**Exercise instructions**
The records follow. Transcribe only the lines from the line containing "indicate the domed roof, one dot per instance" through the end, both ends included, and leave out the pictures.
begin
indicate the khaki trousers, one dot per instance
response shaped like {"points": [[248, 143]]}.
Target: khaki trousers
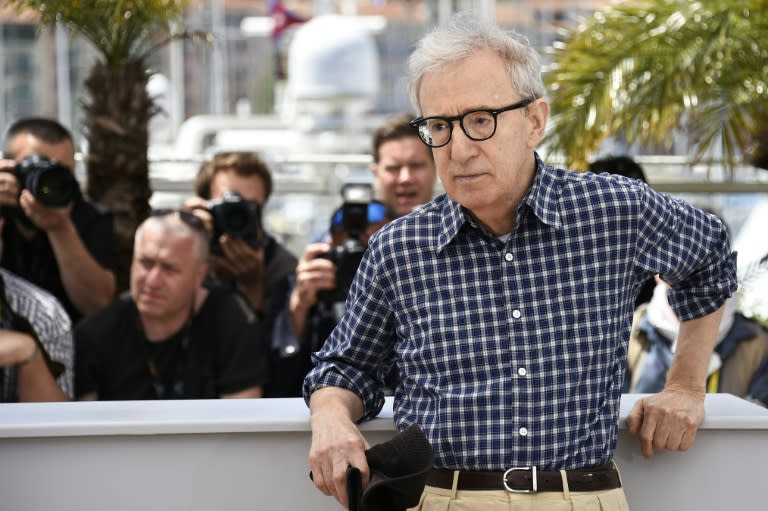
{"points": [[439, 499]]}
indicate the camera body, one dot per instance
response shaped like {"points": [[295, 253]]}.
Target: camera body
{"points": [[352, 218], [346, 257], [50, 182], [236, 217]]}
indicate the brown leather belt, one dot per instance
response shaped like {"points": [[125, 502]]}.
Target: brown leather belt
{"points": [[529, 479]]}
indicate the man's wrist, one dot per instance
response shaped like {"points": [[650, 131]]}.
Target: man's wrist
{"points": [[29, 358]]}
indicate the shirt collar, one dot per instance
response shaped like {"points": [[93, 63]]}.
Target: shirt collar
{"points": [[541, 199]]}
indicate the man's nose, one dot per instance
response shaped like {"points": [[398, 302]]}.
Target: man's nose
{"points": [[154, 275], [405, 173], [461, 146]]}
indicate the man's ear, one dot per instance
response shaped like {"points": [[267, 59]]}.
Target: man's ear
{"points": [[538, 114]]}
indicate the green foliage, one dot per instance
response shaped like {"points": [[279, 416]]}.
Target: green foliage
{"points": [[119, 29], [646, 68]]}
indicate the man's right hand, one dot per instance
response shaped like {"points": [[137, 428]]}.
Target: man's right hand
{"points": [[336, 443], [313, 273]]}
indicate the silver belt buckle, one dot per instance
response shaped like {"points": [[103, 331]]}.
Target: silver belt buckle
{"points": [[534, 486]]}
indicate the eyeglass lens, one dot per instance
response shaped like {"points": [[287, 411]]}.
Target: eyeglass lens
{"points": [[476, 125]]}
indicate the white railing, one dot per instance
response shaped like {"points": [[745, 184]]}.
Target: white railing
{"points": [[252, 454]]}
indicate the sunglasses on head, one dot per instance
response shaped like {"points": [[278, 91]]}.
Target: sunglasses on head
{"points": [[185, 216]]}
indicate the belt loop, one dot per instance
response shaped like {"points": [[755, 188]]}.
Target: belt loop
{"points": [[616, 468], [566, 490], [455, 483]]}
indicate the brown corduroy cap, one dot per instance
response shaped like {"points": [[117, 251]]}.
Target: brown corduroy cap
{"points": [[399, 469]]}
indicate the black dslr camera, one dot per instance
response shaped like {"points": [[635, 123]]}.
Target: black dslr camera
{"points": [[352, 218], [51, 183], [236, 217]]}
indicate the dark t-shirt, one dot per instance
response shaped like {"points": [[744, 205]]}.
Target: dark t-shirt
{"points": [[33, 259], [286, 372], [221, 351]]}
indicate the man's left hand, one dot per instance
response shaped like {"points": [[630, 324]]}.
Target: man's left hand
{"points": [[667, 420]]}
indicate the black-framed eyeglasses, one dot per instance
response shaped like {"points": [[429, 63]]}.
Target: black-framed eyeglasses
{"points": [[477, 124], [185, 216]]}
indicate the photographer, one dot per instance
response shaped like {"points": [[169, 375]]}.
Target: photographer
{"points": [[53, 237], [236, 186], [404, 176], [332, 266], [36, 347]]}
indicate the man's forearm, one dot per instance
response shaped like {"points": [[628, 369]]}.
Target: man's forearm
{"points": [[695, 343], [36, 383], [89, 286], [337, 401]]}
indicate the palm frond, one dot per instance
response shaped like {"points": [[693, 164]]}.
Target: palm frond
{"points": [[645, 70]]}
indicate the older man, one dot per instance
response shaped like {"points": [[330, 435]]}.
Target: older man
{"points": [[171, 338], [506, 304]]}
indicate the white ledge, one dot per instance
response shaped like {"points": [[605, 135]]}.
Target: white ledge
{"points": [[98, 418]]}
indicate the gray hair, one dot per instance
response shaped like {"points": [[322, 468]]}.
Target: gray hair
{"points": [[463, 35], [173, 225]]}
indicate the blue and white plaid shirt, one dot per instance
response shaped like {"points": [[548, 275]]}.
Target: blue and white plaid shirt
{"points": [[512, 353]]}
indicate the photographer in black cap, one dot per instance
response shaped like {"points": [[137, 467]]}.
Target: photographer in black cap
{"points": [[53, 237]]}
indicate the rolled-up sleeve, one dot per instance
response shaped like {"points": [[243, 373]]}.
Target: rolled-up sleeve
{"points": [[354, 355], [690, 249]]}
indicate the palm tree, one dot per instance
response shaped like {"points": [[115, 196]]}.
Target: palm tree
{"points": [[644, 69], [117, 108]]}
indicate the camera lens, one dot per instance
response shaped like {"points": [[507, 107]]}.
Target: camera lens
{"points": [[48, 180], [54, 187], [237, 220]]}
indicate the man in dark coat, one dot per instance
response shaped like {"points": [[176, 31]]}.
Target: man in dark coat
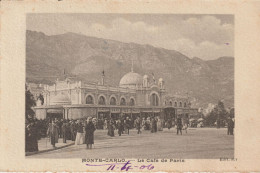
{"points": [[64, 129], [230, 126], [31, 136], [153, 124], [127, 125], [111, 127], [120, 127], [179, 126], [72, 130], [89, 136], [52, 132], [169, 123]]}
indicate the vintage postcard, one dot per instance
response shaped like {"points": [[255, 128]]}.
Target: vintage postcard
{"points": [[138, 86]]}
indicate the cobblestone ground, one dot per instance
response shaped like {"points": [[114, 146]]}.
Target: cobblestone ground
{"points": [[198, 143]]}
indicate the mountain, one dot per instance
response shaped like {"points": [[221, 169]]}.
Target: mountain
{"points": [[86, 57]]}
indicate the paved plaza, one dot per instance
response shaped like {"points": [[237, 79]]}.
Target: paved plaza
{"points": [[198, 143]]}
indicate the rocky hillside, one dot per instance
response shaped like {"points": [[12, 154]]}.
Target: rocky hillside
{"points": [[86, 57]]}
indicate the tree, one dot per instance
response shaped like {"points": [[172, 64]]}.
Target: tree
{"points": [[29, 102]]}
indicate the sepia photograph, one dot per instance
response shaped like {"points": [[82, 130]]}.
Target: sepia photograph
{"points": [[107, 85]]}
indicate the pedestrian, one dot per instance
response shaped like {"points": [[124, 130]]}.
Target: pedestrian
{"points": [[111, 128], [138, 125], [127, 125], [169, 123], [64, 129], [79, 137], [72, 130], [105, 124], [153, 125], [179, 126], [31, 136], [230, 126], [120, 127], [52, 132], [159, 124], [143, 124], [89, 136]]}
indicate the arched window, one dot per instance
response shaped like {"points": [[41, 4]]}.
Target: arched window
{"points": [[132, 102], [122, 101], [154, 100], [89, 100], [101, 100], [113, 101]]}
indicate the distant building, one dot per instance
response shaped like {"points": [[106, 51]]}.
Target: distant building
{"points": [[136, 95]]}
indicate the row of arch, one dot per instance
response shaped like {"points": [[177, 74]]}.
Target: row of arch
{"points": [[112, 100], [176, 104]]}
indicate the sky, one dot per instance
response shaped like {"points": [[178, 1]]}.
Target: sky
{"points": [[204, 36]]}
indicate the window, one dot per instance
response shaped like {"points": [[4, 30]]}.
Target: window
{"points": [[132, 102], [89, 100], [122, 101], [101, 100], [112, 101], [154, 100]]}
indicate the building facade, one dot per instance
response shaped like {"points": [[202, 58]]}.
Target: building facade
{"points": [[136, 95]]}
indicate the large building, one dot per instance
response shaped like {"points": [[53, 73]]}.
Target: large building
{"points": [[136, 95]]}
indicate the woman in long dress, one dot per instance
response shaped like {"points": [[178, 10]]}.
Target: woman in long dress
{"points": [[159, 124], [53, 133], [89, 130], [111, 128]]}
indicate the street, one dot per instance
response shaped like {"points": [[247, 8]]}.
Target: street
{"points": [[198, 143]]}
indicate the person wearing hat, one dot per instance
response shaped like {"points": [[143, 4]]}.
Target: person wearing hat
{"points": [[138, 125], [79, 137], [127, 125], [89, 130], [179, 125], [52, 132]]}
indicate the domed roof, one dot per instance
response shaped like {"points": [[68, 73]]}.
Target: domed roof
{"points": [[131, 79], [60, 99], [161, 79]]}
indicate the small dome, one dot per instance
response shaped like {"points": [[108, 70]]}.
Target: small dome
{"points": [[131, 79], [60, 99]]}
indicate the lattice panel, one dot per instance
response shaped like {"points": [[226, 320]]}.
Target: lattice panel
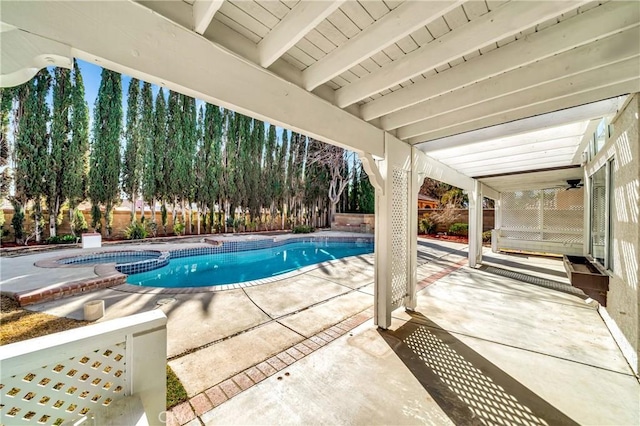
{"points": [[598, 215], [521, 209], [65, 390], [399, 232], [560, 219]]}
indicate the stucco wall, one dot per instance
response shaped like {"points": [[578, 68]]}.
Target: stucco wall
{"points": [[623, 299]]}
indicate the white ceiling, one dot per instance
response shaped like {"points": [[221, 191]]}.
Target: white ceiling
{"points": [[428, 70]]}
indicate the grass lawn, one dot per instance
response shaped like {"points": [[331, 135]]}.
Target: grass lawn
{"points": [[17, 324]]}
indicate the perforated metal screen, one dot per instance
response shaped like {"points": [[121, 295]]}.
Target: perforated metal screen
{"points": [[543, 215], [399, 231], [64, 389]]}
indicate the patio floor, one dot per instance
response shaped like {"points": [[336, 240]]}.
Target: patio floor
{"points": [[508, 343]]}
end
**Worked answer**
indicate the domed roof, one dot per instance
response shaped like {"points": [[68, 73]]}.
Target: domed roof
{"points": [[131, 79], [60, 99], [161, 79]]}
indicate the small dome, one dot per instance
response shaped like {"points": [[108, 70]]}.
Target: small dome
{"points": [[131, 79], [60, 99]]}
indicate the lattice panel, one dot per instance
response shaped like {"points": [[226, 320]]}.
Target: lattice panel
{"points": [[598, 215], [521, 209], [65, 390], [399, 232], [560, 219]]}
indicate the stucco wall, one dot per instance
response shaped like {"points": [[578, 68]]}.
Target: stucco wall
{"points": [[623, 299]]}
indicate the white ceiling, one dot per instance
response shaped like {"points": [[221, 191]]}.
Target: white ceiling
{"points": [[428, 70]]}
indicate the grass lawn, one dot per instance
response shaped like {"points": [[331, 135]]}.
Target: grass lawn
{"points": [[17, 324]]}
indicate the perforated metal screen, one dot per instance
response shaped like {"points": [[121, 295]]}.
Target: perforated metal screen
{"points": [[543, 215], [399, 231], [64, 389]]}
indicate the patio floor, one dot per instance
response shaped like {"points": [[336, 240]]}.
Target: patio floor
{"points": [[508, 343]]}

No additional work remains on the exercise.